__Text__.

Anyone with a decent credit history fears having his or her good name tarnished. We hear stories of other people’s credit problems finding their way onto our credit reports. We’re familiar with data breaches that expose our private details to criminals. But the scariest form of identity theft is true name fraud, in which someone opens credit accounts using your name and personal details.
Some people don’t worry much about true name fraud, believing that a little bit of legwork will clean up the problem. Certainly the credit reporting agencies will know that you are you and that the identity thief is not you, and everything will be corrected. A little proof provided to the credit card companies will show that you did not open the account, and the debt will be removed from your name, right?
Not necessarily. People often estimate the amount of time and effort it may take to clear their name when they are the victim of identity theft. And issuers of credit might not be very patient, sometimes using strong-arm tactics to get you to pay debts that you didn’t really incur.
John Ulzheimer, the founder of creditexpertwitness.com and a frequent expert witness on consumer credit matters in state and federal court, says he has run into several cases where consumers were sued for debts that were incurred through true name fraud.
In one case, a scammer applied for and received cable television and cell phone services in someone else’s name. The payments were made on time at first, and the victim had no idea her name was being fraudulently used. Eventually the fraudster stopped paying the cable and telephone bills, and $575 was left owing on the accounts.
The debt was sent to a collection agency, and the agency promptly tracked down the victim at her correct address (the scammer used a completely different address, but that didn’t concern anyone) and started sending her collection letters.
The victim contacted the collection agency and told them the cable and telephone bills weren’t hers, and even provided the name of the person who had committed the fraud. The victim knew who did it because the perpetrator had been arrested and charged with fraud.
But the collection agency would have nothing to do with the person who stole the victim’s identity. The fraudster even contacted the agency and tried twice to pay using her own name, in an attempt to make good on the debts prior to going to trial on her fraud charges.
But the collection agency refused to remove the debts from the victim’s credit reports, even though they now had all the information they needed to prove that the debts did not really belong to the victim. The victim eventually had to sue the collection agency to restore her good name.
Problems with the system
We hear all the time about problems with credit reports and accurate data. A case like this easily demonstrates how precarious our credit reporting system is. If a creditor refuses to correct erroneous data, even with all the proof they need that what they’ve reported is erroneous, a consumer can be severely impacted.
Beyond the investment of time in trying to correct fraudulent data, there is the financial impact that bad credit data can have on consumers. Your credit score immediately goes down, and you may have a hard time qualifying for a mortgage or a vehicle loan. If you manage to qualify, you’ll probably end up paying a higher interest rate than you should because of the negative information on your credit report.
Is this fair? Of course not. But it illustrates why it is so important for consumers to regularly check their credit histories and take immediate action to remove accounts that don’t belong to them.
The three credit reporting agencies each make one free credit report available to consumers each year through the site annualcreditreport.com. Consumers should access those reports throughout the year, rather than all at once, to have a better chance of catching credit problems sooner.
If you have been the victim of a data breach (your credit details have been exposed to scammers because of error or carelessness on the part of a company you do business with), consider taking a closer look at your credit each month. Many times the victims of data breaches are offered free credit monitoring services, but often consumers don’t take advantage of this tool.
Even if you haven’t been the victim of any fraud or data breach, paying for a basic credit monitoring service can be worth the $10 or $15 monthly fee. Avoid all the bells and whistles they will try to sell you for an extra fee, as they’re not really necessary. All you need is basic access to monitor any changes to your credit reports so that you can take quick action if you become the victim of fraud, because once collection procedures are initiated on a fraudulent account, it can be much more difficult to correct the problem.

__Listed records__.
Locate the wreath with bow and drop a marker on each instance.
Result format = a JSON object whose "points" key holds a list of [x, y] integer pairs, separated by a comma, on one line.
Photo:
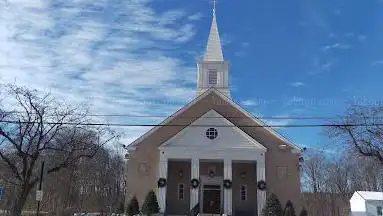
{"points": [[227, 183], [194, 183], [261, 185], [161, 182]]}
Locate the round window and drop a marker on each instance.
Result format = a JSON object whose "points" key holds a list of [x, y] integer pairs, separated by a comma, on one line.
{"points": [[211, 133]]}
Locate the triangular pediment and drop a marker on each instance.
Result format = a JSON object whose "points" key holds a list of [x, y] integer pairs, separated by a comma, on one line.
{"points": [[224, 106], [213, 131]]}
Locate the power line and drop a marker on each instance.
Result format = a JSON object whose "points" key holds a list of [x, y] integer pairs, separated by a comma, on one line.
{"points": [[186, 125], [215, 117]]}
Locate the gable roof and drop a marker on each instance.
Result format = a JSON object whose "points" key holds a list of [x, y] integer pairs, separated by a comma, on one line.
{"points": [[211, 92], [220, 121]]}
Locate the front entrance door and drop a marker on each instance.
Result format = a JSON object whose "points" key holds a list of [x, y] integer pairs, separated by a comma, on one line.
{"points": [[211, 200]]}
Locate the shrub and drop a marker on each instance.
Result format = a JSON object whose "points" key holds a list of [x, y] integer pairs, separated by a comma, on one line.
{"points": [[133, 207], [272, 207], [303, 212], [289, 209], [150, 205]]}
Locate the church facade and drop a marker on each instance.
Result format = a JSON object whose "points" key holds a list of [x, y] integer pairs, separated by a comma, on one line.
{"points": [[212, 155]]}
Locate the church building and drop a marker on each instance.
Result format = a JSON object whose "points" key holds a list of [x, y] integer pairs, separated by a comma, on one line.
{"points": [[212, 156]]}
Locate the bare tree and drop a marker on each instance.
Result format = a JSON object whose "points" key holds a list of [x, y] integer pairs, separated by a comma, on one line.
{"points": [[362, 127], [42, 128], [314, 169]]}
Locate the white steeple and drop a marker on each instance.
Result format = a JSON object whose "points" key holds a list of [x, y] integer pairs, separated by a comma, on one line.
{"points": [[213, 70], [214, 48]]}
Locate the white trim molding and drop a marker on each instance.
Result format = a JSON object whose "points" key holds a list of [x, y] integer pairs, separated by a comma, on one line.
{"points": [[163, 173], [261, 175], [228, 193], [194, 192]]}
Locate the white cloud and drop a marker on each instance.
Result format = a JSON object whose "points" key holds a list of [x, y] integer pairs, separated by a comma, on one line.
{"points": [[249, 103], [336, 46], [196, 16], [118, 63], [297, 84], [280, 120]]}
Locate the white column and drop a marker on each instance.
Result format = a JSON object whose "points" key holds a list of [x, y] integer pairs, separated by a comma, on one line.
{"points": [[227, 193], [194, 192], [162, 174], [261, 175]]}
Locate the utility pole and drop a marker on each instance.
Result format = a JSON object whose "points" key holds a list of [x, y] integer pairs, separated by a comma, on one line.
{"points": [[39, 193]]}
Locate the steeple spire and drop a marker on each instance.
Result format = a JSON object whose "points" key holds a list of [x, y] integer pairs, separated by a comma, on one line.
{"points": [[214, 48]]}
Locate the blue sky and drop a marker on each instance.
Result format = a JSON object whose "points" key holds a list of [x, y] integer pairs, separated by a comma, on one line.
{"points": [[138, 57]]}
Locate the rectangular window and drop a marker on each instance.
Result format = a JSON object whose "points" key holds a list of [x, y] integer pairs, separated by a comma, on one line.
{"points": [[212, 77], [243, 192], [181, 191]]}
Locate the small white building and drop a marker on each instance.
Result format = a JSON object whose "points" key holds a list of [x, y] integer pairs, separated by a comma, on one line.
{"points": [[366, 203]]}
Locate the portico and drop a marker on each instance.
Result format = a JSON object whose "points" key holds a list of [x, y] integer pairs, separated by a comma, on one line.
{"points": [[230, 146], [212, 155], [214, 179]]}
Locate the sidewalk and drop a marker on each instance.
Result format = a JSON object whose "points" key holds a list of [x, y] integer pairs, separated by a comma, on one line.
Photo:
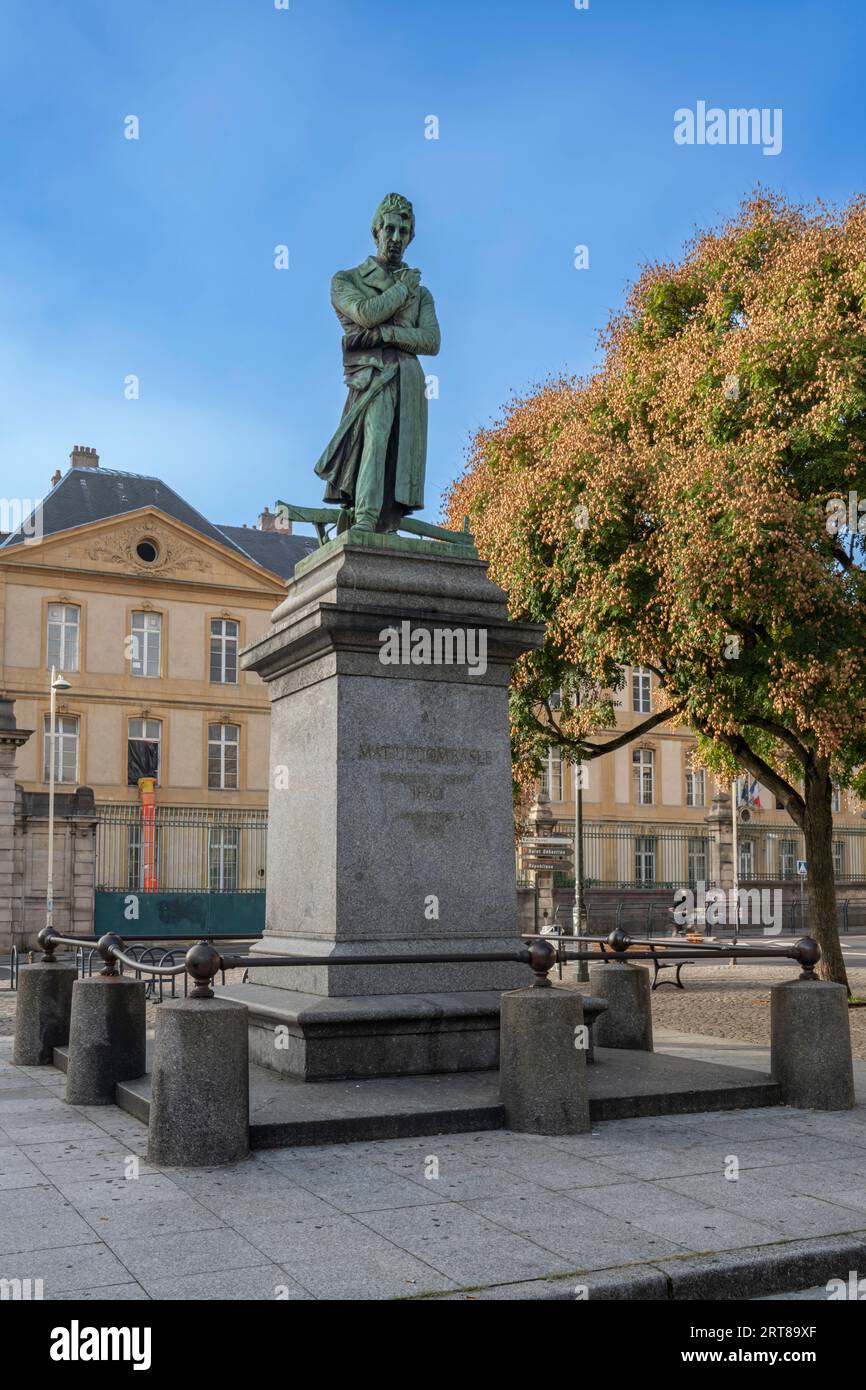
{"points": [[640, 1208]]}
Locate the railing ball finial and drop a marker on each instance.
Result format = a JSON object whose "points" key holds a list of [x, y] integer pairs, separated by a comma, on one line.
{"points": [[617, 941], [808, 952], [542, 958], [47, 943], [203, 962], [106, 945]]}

__Work instruction__. Please copy out the part of the text that opens with "John Ulzheimer, the" and closes with "true name fraud.", swapping "expert witness" for "consultant".

__Solved problem__.
John Ulzheimer, the founder of creditexpertwitness.com and a frequent consultant on consumer credit matters in state and federal court, says he has run into several cases where consumers were sued for debts that were incurred through true name fraud.